--- start of Data provided ---

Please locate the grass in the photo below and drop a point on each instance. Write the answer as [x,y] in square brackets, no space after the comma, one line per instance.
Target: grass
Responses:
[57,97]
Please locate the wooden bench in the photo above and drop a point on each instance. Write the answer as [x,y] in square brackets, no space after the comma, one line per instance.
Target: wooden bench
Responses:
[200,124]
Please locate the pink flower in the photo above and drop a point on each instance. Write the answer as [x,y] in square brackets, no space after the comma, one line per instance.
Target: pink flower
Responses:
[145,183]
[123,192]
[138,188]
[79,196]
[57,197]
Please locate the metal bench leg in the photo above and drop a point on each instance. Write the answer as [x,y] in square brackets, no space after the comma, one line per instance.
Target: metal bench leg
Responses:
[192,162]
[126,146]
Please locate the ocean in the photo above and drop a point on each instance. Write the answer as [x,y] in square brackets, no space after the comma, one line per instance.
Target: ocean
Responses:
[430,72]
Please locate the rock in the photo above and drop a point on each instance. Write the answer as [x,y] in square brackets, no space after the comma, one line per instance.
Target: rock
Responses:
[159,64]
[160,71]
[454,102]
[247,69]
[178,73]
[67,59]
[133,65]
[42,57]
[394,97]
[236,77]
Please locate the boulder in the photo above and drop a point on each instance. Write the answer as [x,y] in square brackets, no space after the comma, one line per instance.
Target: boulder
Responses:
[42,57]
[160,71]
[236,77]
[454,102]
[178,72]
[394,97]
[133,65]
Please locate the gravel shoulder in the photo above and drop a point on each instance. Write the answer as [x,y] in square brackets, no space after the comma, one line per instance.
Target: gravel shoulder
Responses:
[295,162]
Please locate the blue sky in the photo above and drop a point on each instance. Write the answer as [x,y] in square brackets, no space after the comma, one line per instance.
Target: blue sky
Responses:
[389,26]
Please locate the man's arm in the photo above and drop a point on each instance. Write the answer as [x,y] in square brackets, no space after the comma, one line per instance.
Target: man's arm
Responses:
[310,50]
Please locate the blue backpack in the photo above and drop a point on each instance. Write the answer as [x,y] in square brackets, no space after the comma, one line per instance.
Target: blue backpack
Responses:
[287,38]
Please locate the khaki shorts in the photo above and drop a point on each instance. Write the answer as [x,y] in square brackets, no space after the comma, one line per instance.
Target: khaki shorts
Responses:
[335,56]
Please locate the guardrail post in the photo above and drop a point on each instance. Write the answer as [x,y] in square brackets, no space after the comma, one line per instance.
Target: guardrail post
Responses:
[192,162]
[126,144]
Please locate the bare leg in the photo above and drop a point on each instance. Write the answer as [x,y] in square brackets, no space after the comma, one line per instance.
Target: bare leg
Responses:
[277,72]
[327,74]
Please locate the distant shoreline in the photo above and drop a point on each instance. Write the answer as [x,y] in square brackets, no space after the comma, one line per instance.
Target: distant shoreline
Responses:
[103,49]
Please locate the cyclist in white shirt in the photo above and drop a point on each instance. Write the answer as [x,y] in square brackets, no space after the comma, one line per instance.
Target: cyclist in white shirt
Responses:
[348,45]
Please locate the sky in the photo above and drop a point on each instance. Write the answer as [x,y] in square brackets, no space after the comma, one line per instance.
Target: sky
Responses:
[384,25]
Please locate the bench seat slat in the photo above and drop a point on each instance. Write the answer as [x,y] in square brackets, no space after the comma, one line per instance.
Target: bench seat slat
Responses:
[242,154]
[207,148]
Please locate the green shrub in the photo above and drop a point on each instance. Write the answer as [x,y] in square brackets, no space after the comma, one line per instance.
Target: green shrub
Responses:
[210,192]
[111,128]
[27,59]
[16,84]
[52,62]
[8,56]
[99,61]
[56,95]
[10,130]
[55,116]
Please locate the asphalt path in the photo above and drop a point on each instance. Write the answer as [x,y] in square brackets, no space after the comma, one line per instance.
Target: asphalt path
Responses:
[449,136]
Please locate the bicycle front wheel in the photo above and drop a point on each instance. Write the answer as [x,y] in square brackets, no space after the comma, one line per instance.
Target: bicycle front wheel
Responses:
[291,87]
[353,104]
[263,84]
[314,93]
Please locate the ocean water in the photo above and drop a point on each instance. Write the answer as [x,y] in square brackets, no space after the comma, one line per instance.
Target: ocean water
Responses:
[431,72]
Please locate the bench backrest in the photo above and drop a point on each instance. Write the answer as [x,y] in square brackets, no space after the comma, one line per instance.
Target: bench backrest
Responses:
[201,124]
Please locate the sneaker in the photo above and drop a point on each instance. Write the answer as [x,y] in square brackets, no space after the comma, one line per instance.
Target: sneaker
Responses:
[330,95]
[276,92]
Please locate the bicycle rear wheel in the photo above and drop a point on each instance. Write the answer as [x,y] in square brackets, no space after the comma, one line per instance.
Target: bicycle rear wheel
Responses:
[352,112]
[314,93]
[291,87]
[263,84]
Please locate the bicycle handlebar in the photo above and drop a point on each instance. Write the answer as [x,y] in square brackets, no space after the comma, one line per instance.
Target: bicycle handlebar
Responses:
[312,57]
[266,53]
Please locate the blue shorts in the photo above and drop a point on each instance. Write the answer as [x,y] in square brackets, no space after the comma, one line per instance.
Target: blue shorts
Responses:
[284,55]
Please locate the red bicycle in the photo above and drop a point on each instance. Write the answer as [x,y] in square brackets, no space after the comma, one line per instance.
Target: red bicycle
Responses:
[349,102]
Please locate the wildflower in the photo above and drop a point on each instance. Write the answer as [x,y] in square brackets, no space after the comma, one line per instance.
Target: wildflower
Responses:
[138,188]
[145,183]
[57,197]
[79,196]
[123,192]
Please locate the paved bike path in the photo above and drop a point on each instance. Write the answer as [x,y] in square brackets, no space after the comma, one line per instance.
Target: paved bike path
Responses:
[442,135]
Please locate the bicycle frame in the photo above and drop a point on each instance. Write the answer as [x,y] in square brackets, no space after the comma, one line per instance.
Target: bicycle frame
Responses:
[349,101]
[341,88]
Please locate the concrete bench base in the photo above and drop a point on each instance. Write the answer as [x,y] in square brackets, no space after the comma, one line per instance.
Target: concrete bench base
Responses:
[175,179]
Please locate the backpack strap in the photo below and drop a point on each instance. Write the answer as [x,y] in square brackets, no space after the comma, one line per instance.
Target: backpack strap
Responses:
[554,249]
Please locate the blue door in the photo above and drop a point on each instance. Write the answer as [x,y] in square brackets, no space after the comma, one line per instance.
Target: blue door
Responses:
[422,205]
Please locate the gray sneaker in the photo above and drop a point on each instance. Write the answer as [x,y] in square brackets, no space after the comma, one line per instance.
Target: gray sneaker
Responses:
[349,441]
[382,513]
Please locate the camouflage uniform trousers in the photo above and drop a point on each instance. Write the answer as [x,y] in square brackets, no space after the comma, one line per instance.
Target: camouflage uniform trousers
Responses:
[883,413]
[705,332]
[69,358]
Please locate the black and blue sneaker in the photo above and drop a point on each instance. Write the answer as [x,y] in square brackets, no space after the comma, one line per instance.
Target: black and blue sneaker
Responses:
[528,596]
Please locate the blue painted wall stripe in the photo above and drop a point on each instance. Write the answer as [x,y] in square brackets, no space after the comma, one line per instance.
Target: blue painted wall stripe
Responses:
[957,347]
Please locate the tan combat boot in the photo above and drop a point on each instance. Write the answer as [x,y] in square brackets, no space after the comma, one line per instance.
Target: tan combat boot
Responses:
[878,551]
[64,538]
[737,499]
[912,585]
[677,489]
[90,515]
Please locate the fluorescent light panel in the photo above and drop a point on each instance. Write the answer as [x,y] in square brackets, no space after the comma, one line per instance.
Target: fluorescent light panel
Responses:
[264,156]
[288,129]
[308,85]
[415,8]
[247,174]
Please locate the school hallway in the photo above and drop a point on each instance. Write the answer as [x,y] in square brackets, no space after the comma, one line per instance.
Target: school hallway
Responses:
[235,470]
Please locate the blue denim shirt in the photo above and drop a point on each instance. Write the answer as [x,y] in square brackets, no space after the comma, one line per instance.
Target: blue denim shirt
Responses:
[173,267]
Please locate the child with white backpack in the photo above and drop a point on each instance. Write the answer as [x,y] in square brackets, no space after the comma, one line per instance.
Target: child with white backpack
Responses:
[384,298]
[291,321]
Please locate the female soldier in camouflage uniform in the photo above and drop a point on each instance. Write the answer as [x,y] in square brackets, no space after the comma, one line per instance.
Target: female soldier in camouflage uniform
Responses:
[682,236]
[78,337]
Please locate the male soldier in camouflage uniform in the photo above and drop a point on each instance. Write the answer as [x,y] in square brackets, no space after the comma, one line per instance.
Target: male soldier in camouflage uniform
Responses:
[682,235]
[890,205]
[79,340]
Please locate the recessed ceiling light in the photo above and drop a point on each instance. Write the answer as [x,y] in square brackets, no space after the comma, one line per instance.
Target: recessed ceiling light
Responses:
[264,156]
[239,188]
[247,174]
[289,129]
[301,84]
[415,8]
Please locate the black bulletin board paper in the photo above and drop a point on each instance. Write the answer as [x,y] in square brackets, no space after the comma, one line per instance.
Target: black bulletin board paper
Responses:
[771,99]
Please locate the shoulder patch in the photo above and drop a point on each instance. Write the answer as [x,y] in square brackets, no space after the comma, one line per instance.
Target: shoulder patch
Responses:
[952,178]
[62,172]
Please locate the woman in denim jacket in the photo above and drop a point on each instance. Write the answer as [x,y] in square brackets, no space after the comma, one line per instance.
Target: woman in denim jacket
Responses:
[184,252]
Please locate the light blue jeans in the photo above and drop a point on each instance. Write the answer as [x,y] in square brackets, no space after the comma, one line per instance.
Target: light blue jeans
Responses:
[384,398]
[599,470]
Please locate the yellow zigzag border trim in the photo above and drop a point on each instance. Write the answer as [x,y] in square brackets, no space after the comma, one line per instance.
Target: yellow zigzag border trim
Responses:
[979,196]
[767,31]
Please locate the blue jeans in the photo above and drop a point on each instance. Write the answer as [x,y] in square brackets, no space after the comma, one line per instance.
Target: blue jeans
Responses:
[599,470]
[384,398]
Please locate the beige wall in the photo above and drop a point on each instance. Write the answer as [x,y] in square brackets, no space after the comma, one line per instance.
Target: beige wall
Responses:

--- end of Data provided ---

Please pull out every line from the one containing "Please locate the beige" through the last line of the listing above, and reproduce them word for word.

Please locate the beige wall in the photo above and drop a point on each instance. Write the answer as [x,y] in square brackets, no space after the comma, one line per instance.
Target: beige wall
Responses:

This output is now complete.